WRITTEN PROBLEM
Turn the lines below into a Markdown table with the columns Number and Entry, covering only those between the line holding "Mark the storage" and the line holding "[1116, 678]", inclusive. Number each row in order and skip any blank lines.

RECORDS FOR THE TASK
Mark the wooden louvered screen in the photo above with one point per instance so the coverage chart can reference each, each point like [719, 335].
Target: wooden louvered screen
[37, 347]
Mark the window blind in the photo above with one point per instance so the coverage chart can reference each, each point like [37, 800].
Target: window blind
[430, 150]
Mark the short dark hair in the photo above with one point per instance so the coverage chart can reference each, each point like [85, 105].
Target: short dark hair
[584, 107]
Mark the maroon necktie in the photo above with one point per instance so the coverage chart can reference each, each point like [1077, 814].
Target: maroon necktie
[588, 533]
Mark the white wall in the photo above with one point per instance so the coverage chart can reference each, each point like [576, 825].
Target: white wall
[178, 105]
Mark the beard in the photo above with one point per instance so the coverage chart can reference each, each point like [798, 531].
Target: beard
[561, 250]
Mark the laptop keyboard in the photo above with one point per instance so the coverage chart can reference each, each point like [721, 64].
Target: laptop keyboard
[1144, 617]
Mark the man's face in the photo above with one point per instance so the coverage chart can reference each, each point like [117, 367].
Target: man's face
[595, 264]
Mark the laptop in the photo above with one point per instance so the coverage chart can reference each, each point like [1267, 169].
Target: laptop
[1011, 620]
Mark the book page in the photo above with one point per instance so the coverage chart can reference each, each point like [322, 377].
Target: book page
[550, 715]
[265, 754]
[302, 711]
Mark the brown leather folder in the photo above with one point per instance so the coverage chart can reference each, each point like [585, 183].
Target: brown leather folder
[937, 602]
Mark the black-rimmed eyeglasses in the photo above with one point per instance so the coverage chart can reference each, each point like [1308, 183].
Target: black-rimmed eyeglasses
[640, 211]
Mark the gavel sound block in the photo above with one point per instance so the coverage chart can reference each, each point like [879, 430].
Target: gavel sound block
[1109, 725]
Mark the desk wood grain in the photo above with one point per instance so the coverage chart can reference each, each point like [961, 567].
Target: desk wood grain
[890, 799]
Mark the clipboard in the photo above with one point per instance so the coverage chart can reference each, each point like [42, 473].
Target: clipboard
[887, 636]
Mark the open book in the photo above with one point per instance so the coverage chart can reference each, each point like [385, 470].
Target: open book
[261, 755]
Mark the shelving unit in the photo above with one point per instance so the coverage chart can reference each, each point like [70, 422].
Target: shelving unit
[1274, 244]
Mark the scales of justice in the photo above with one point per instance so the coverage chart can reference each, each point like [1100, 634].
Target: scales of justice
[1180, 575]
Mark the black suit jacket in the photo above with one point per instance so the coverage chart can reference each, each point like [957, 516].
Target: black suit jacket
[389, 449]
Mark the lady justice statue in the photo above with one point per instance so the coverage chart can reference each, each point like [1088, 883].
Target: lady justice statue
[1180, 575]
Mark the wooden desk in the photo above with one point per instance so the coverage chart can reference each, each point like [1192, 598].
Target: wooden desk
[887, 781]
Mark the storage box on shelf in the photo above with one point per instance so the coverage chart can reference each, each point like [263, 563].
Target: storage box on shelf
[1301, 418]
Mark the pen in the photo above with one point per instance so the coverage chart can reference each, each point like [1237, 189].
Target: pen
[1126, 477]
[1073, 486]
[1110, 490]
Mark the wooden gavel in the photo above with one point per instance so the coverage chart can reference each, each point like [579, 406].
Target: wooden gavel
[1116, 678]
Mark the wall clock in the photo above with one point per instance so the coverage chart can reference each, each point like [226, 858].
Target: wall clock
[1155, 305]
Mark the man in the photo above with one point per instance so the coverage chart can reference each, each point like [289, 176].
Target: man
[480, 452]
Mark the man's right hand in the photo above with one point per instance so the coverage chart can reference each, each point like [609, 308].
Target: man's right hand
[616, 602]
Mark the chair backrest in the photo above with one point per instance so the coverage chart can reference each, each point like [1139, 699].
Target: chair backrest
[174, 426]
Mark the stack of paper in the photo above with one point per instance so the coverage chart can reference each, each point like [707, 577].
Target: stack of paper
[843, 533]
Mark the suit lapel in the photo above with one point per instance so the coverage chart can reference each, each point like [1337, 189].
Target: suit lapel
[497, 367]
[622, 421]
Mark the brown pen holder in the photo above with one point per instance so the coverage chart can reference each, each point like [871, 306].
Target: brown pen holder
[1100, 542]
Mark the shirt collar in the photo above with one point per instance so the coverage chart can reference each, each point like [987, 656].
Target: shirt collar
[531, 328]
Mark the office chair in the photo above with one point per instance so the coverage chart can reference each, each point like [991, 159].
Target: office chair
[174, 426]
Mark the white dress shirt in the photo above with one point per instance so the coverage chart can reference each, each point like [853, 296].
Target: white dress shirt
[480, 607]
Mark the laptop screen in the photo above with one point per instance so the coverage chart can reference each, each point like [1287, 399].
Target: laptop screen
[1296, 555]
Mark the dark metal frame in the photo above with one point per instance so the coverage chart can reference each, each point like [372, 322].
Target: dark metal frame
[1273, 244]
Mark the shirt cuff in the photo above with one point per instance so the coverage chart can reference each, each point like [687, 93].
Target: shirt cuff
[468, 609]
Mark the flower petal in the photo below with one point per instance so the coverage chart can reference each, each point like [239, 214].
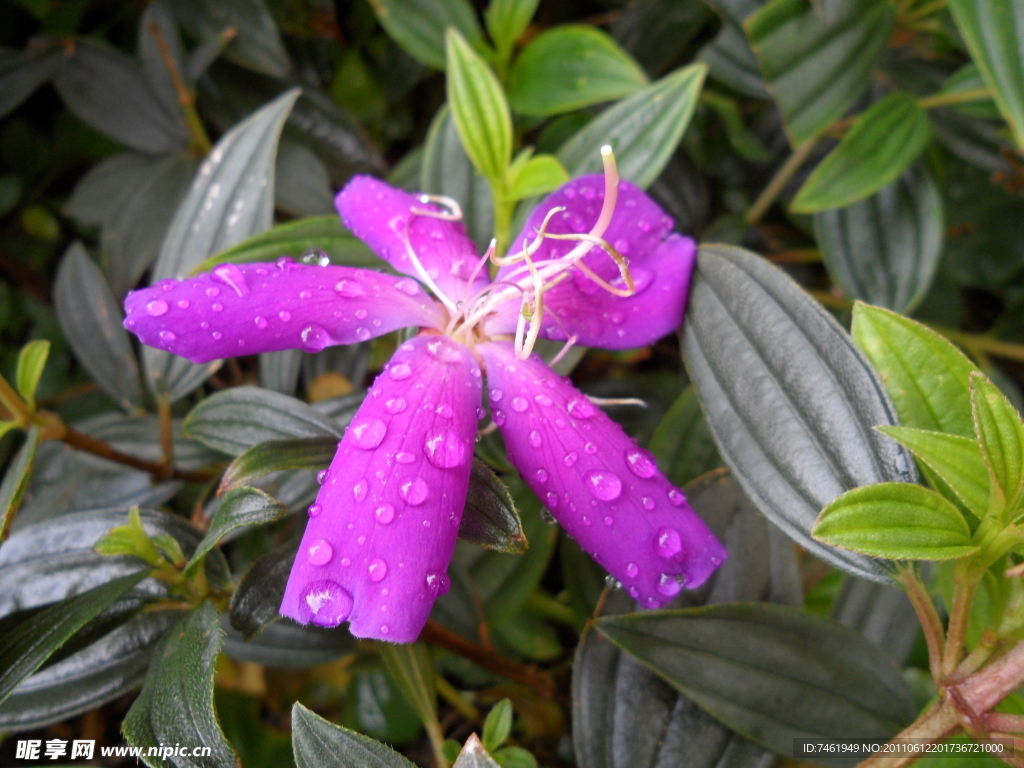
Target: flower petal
[250, 308]
[605, 491]
[385, 522]
[378, 214]
[660, 264]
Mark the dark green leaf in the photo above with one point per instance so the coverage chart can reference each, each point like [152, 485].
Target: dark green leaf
[926, 376]
[491, 518]
[643, 129]
[309, 453]
[176, 702]
[880, 145]
[318, 743]
[790, 399]
[242, 417]
[993, 31]
[898, 520]
[478, 109]
[108, 90]
[815, 70]
[15, 481]
[27, 646]
[93, 327]
[885, 250]
[239, 507]
[770, 672]
[570, 67]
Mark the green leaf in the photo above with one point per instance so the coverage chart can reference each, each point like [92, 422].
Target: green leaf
[238, 508]
[816, 71]
[993, 31]
[25, 648]
[770, 672]
[898, 520]
[882, 143]
[954, 459]
[15, 481]
[791, 401]
[643, 129]
[31, 361]
[478, 109]
[498, 725]
[539, 175]
[295, 238]
[568, 68]
[885, 250]
[318, 743]
[491, 518]
[176, 702]
[419, 26]
[273, 456]
[1000, 437]
[926, 376]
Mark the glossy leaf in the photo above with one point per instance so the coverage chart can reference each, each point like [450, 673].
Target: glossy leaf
[643, 129]
[92, 327]
[885, 250]
[15, 481]
[993, 31]
[898, 520]
[880, 145]
[791, 401]
[927, 377]
[239, 508]
[770, 672]
[816, 70]
[318, 743]
[570, 67]
[954, 459]
[176, 702]
[26, 647]
[478, 109]
[1000, 437]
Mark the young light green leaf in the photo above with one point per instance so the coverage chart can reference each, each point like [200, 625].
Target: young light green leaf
[31, 361]
[15, 481]
[954, 459]
[568, 68]
[926, 376]
[239, 507]
[881, 144]
[643, 129]
[478, 108]
[898, 520]
[539, 175]
[1000, 437]
[816, 70]
[993, 31]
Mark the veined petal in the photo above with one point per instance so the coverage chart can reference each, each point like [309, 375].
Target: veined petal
[385, 522]
[250, 308]
[605, 491]
[659, 263]
[378, 214]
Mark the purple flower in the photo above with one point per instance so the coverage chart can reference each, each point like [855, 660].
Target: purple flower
[597, 263]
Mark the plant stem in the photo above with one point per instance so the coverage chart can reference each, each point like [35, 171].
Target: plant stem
[790, 167]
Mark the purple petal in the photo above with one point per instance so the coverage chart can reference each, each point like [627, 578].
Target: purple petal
[660, 264]
[250, 308]
[378, 214]
[603, 488]
[384, 526]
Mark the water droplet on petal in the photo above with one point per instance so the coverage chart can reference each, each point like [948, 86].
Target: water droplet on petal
[603, 484]
[321, 552]
[368, 434]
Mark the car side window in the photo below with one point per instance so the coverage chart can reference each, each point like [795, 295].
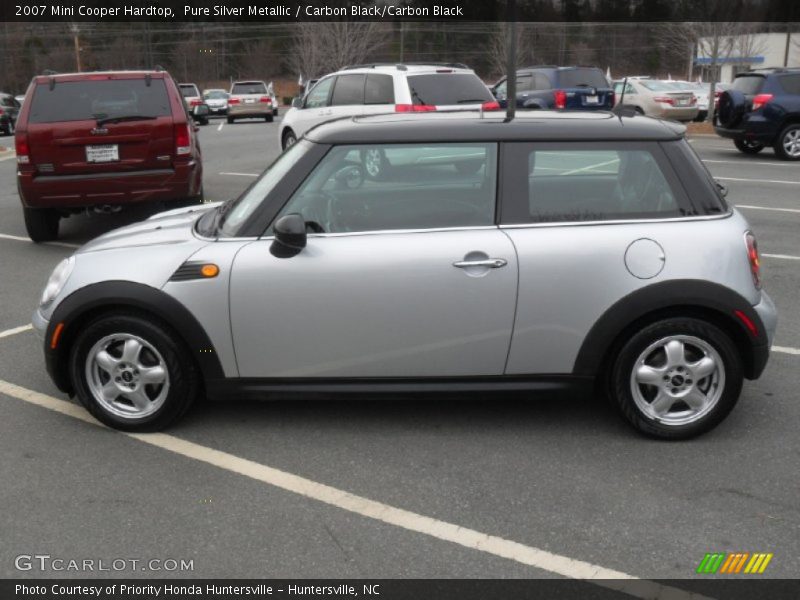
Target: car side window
[349, 90]
[379, 89]
[318, 96]
[418, 186]
[541, 82]
[573, 184]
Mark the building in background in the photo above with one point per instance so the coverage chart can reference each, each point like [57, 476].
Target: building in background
[745, 52]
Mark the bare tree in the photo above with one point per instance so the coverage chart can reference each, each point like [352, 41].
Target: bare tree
[497, 50]
[319, 48]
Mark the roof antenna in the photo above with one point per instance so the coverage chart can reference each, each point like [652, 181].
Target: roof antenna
[511, 67]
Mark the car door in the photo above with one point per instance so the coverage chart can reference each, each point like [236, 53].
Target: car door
[316, 107]
[406, 276]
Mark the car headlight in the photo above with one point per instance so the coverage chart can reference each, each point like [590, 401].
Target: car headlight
[57, 280]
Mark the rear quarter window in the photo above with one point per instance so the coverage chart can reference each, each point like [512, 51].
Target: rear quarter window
[748, 84]
[581, 78]
[93, 99]
[448, 88]
[790, 83]
[590, 182]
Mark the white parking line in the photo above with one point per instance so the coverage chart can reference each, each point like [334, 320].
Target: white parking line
[783, 256]
[19, 238]
[758, 180]
[442, 530]
[16, 330]
[786, 350]
[795, 210]
[746, 162]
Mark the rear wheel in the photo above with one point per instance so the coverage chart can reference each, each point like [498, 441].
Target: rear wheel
[748, 147]
[41, 223]
[132, 373]
[787, 146]
[677, 378]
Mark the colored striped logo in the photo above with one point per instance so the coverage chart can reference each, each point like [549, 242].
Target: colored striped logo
[733, 563]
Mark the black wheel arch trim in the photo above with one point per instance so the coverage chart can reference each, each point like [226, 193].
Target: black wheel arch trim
[87, 302]
[688, 297]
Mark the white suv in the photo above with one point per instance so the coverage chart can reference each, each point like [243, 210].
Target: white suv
[385, 88]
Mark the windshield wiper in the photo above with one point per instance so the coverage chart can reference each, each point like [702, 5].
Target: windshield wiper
[119, 119]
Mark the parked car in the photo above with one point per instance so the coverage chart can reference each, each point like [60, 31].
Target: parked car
[761, 109]
[701, 91]
[9, 110]
[656, 98]
[562, 262]
[101, 140]
[250, 100]
[217, 101]
[570, 88]
[195, 104]
[383, 88]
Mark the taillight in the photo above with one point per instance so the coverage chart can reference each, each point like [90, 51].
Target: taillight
[21, 148]
[183, 140]
[561, 98]
[414, 108]
[752, 257]
[760, 100]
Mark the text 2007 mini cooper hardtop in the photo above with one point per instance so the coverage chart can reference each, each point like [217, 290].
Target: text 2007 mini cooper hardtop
[551, 250]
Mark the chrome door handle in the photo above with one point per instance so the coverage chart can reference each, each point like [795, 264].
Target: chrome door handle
[492, 263]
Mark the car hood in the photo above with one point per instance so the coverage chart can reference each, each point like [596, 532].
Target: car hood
[166, 228]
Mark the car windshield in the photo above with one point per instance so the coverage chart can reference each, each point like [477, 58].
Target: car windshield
[249, 87]
[234, 215]
[581, 78]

RESPONSE TO THE TASK
| Number | Entry |
|---|---|
| 1 | Mark the storage box on shelf in the photo above with one point per instance so the coverage chart can reference each, each point like [263, 563]. |
| 2 | Target: storage box on shelf |
| 3 | [1301, 418] |
| 4 | Mark the pen in the photo above with one point per instance so the coverage chart can reference each, each point like [1237, 189]. |
| 5 | Target: pen |
| 6 | [1126, 477] |
| 7 | [1073, 486] |
| 8 | [1110, 490] |
| 9 | Mark the wooden gavel in the photo above with one point per instance so the coverage chart can reference each, each point like [579, 406]. |
| 10 | Target: wooden gavel |
| 11 | [1116, 678] |